WHAT TO DO.
Copy out each line below that has the word "light" in it.

EXTRACTED DATA.
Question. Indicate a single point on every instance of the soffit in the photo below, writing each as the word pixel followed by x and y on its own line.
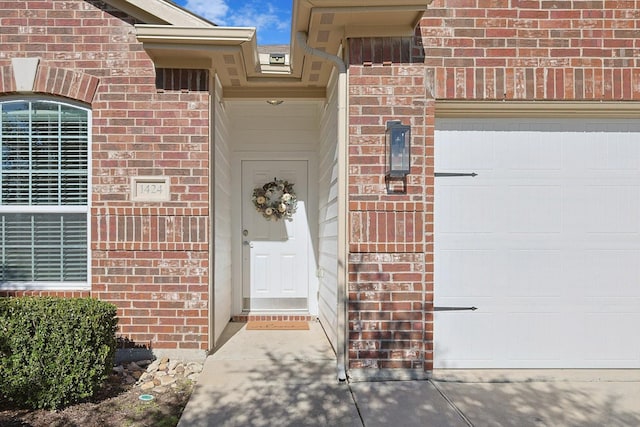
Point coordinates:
pixel 233 53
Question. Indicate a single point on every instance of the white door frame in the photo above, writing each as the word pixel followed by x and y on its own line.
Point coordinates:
pixel 236 222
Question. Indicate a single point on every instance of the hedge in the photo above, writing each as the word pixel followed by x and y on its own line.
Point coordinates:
pixel 53 351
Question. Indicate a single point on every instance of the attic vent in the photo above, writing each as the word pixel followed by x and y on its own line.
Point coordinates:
pixel 276 59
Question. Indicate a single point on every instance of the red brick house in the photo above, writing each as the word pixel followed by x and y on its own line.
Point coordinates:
pixel 135 133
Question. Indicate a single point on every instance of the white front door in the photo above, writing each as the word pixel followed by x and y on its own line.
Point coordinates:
pixel 275 254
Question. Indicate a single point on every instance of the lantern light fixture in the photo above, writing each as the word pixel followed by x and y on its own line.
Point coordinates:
pixel 398 149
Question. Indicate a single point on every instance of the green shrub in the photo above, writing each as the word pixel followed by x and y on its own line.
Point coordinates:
pixel 54 351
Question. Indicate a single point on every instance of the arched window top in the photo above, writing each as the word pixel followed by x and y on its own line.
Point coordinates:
pixel 44 180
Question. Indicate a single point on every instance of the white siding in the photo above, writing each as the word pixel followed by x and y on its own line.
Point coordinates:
pixel 328 215
pixel 222 213
pixel 259 127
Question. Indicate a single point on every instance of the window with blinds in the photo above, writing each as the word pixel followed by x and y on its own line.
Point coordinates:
pixel 44 202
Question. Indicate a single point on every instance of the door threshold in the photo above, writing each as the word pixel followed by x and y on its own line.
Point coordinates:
pixel 282 317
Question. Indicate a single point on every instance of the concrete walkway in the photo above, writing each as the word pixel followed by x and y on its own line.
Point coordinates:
pixel 288 378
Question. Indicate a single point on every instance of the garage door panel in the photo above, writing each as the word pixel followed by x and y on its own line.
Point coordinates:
pixel 545 241
pixel 462 219
pixel 477 352
pixel 613 273
pixel 534 209
pixel 532 273
pixel 456 266
pixel 607 346
pixel 531 151
pixel 615 209
pixel 535 340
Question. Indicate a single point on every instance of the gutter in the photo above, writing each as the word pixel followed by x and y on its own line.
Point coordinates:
pixel 341 347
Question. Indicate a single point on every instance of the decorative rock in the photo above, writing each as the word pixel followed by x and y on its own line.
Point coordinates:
pixel 147 386
pixel 195 367
pixel 153 367
pixel 167 380
pixel 147 376
pixel 133 366
pixel 159 375
pixel 144 363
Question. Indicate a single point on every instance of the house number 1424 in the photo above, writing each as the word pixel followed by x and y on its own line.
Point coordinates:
pixel 150 189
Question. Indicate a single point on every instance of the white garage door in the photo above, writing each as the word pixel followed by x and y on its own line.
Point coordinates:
pixel 545 242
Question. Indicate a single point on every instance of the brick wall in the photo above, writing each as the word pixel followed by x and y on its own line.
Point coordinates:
pixel 463 50
pixel 390 279
pixel 532 49
pixel 150 259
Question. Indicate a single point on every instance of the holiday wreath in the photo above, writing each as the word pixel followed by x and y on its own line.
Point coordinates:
pixel 275 199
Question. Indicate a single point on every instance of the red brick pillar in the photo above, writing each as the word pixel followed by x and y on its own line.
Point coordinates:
pixel 390 281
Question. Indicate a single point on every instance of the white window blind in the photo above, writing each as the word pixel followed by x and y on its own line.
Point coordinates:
pixel 44 204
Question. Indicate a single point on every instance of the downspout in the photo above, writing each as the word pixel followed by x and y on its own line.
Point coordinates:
pixel 341 350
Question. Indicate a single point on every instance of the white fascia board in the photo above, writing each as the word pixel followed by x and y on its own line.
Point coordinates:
pixel 169 34
pixel 160 11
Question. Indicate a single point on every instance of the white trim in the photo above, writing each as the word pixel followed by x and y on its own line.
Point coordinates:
pixel 46 286
pixel 44 208
pixel 537 109
pixel 236 224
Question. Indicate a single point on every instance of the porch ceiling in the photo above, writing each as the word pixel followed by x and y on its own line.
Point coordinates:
pixel 232 52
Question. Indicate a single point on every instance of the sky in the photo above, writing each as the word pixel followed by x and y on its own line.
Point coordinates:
pixel 272 18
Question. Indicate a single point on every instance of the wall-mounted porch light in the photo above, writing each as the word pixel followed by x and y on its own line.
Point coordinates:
pixel 398 152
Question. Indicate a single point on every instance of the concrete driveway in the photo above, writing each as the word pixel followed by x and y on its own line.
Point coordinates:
pixel 572 402
pixel 288 378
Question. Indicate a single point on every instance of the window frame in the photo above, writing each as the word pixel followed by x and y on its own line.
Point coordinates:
pixel 55 209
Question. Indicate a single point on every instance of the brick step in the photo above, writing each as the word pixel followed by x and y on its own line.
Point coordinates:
pixel 282 317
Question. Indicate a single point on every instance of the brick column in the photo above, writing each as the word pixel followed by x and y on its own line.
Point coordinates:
pixel 390 235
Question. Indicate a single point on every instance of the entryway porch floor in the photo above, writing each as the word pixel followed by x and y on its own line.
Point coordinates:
pixel 272 377
pixel 288 378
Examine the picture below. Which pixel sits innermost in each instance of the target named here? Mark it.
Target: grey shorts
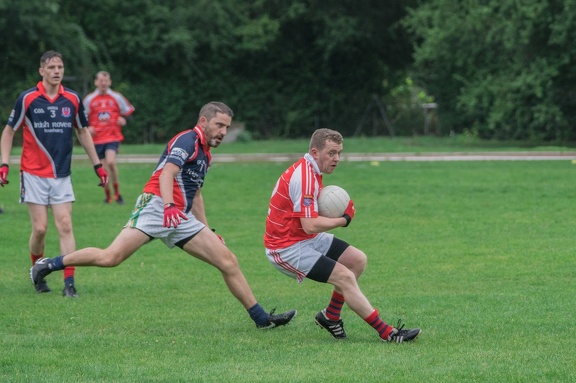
(102, 148)
(298, 260)
(45, 191)
(148, 217)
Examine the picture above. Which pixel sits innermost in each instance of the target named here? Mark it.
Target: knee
(228, 264)
(344, 277)
(108, 258)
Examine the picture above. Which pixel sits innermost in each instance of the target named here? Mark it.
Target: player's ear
(202, 121)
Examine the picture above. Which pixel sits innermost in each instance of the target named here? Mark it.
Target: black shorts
(322, 270)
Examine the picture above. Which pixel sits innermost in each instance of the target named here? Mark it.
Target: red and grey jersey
(191, 153)
(48, 129)
(103, 112)
(293, 197)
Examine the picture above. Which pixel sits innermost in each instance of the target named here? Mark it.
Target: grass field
(480, 255)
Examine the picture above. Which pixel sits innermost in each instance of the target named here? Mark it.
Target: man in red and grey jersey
(49, 114)
(298, 245)
(108, 111)
(171, 209)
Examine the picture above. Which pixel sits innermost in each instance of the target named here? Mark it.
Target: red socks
(116, 190)
(335, 307)
(69, 272)
(34, 258)
(382, 327)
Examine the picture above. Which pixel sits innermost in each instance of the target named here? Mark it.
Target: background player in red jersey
(171, 208)
(48, 114)
(297, 243)
(108, 111)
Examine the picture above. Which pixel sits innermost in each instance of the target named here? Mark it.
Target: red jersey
(294, 196)
(103, 112)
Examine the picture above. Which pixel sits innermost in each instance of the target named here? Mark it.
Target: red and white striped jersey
(103, 112)
(294, 196)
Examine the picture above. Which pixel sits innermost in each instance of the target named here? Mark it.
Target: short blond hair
(209, 110)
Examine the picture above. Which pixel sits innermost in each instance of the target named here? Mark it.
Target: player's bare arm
(6, 146)
(166, 180)
(321, 224)
(87, 143)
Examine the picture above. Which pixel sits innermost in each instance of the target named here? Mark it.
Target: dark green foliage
(499, 69)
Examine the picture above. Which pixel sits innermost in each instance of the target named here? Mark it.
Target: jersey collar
(200, 132)
(312, 162)
(42, 90)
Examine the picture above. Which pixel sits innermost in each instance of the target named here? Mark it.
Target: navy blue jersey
(48, 129)
(191, 153)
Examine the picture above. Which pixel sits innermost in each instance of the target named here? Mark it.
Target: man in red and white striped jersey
(297, 243)
(108, 111)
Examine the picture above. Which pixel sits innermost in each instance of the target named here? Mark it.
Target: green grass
(372, 145)
(480, 255)
(416, 144)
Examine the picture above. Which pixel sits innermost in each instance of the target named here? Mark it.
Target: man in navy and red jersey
(171, 208)
(108, 111)
(49, 115)
(297, 243)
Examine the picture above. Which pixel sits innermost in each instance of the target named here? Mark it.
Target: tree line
(496, 69)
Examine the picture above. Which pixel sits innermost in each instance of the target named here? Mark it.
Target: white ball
(332, 201)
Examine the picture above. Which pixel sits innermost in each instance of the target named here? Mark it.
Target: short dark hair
(209, 110)
(49, 55)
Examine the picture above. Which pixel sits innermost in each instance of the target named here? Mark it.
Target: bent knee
(227, 263)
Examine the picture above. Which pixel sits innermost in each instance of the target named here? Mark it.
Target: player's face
(329, 157)
(102, 83)
(52, 71)
(216, 128)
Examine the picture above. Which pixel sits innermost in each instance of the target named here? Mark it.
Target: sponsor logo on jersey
(103, 116)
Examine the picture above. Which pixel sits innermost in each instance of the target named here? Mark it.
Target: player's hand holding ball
(101, 173)
(172, 215)
(4, 175)
(349, 213)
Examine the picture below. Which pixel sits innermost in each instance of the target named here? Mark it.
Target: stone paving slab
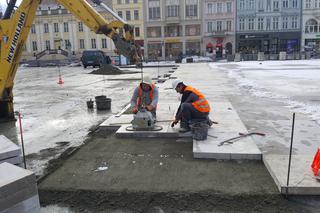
(15, 160)
(8, 149)
(302, 181)
(166, 132)
(244, 149)
(31, 205)
(16, 185)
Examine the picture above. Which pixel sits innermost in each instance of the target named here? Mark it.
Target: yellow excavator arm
(14, 29)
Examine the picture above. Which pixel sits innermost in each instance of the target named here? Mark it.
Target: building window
(128, 15)
(81, 42)
(229, 26)
(229, 7)
(120, 14)
(154, 9)
(192, 30)
(173, 31)
(251, 24)
(241, 4)
(172, 10)
(33, 29)
(80, 26)
(219, 26)
(104, 43)
(251, 4)
(210, 8)
(34, 46)
(261, 5)
(191, 8)
(137, 31)
(47, 45)
(209, 27)
(56, 27)
(219, 7)
(154, 32)
(241, 24)
(93, 43)
(294, 22)
(312, 26)
(66, 27)
(276, 5)
(136, 15)
(275, 23)
(67, 43)
(308, 4)
(284, 22)
(260, 23)
(46, 28)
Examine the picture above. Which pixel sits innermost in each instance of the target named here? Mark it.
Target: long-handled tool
(241, 135)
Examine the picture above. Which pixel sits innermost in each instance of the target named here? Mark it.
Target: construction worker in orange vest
(193, 107)
(145, 95)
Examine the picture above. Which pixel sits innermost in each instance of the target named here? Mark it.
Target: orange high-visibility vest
(140, 91)
(202, 104)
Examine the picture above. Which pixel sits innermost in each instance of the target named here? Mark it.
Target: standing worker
(146, 96)
(193, 107)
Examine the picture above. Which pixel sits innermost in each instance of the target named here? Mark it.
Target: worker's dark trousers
(189, 113)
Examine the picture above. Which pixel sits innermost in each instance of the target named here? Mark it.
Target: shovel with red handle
(241, 135)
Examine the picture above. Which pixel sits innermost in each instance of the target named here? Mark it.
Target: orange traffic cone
(60, 80)
(316, 163)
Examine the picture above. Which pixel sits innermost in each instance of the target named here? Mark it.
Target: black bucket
(90, 104)
(103, 103)
(199, 130)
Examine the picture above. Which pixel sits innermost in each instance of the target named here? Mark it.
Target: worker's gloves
(174, 122)
(135, 110)
(149, 108)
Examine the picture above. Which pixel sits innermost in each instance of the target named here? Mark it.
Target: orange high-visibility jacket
(140, 91)
(202, 104)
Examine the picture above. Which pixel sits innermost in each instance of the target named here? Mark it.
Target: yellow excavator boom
(14, 30)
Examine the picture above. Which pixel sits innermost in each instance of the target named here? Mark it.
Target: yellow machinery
(14, 29)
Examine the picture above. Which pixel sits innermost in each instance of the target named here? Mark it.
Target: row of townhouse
(168, 29)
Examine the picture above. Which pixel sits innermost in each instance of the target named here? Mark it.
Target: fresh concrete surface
(17, 185)
(301, 180)
(8, 149)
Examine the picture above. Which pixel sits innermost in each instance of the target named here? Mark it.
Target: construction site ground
(93, 171)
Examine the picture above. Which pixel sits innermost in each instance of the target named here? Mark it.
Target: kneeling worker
(145, 95)
(193, 106)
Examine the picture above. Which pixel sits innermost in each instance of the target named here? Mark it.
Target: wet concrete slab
(301, 180)
(8, 149)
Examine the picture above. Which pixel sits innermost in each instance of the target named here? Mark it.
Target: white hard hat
(175, 83)
(147, 80)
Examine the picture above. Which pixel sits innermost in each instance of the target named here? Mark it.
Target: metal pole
(22, 142)
(290, 154)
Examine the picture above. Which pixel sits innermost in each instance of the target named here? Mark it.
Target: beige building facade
(56, 30)
(219, 27)
(172, 28)
(132, 12)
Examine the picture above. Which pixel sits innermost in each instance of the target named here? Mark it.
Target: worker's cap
(175, 83)
(147, 80)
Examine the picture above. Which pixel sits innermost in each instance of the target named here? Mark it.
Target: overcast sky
(3, 4)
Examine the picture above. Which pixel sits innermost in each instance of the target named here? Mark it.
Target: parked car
(94, 58)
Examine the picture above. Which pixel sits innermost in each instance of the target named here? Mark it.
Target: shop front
(173, 48)
(269, 43)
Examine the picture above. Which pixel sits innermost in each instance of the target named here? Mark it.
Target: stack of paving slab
(18, 190)
(9, 152)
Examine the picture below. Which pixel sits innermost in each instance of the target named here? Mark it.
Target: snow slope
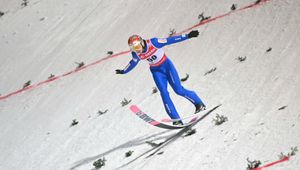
(48, 37)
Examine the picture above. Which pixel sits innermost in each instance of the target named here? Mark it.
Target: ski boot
(200, 107)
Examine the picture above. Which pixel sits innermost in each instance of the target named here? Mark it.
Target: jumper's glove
(193, 33)
(119, 71)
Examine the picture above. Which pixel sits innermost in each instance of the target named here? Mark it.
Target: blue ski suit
(163, 71)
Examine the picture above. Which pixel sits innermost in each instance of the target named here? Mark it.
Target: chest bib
(154, 56)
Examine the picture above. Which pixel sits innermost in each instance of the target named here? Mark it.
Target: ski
(187, 117)
(138, 112)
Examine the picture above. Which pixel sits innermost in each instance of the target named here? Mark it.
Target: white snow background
(49, 36)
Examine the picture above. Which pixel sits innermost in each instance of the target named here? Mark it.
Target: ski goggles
(136, 47)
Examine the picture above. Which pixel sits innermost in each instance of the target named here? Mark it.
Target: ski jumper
(163, 71)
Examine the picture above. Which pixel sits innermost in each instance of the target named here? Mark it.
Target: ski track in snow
(259, 96)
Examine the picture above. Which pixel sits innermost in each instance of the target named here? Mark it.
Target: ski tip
(134, 108)
(166, 120)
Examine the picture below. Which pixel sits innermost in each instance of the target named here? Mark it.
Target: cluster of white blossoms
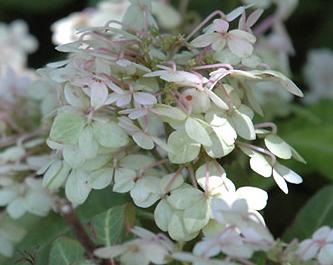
(275, 49)
(154, 115)
(318, 75)
(23, 150)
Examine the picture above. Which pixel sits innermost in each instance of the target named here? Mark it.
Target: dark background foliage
(311, 26)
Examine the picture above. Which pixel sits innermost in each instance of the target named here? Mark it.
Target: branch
(68, 212)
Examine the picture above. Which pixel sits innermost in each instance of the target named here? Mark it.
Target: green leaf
(109, 134)
(182, 148)
(110, 226)
(67, 127)
(65, 251)
(317, 212)
(54, 224)
(313, 144)
(279, 78)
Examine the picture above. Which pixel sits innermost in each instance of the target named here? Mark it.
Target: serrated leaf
(280, 78)
(109, 227)
(65, 251)
(317, 212)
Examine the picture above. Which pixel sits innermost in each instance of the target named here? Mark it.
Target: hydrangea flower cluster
(23, 135)
(157, 116)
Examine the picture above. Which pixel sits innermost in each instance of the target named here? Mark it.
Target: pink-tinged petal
(155, 73)
(330, 237)
(112, 98)
(220, 25)
(144, 98)
(242, 35)
(115, 88)
(217, 100)
(325, 256)
(205, 40)
(242, 21)
(280, 181)
(235, 13)
(254, 17)
(239, 47)
(124, 100)
(98, 94)
(321, 233)
(219, 45)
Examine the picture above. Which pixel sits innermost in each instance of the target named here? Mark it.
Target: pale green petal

SOLUTION.
Question. Indicate a single point on every instance of the lantern light fixture in the photo above, writing each as the word pixel followed by x and y on its own line.
Question. Indicate a single point on every instance of the wall-mounted porch light in the photo above, writing each as the word pixel followed by x and y on its own line.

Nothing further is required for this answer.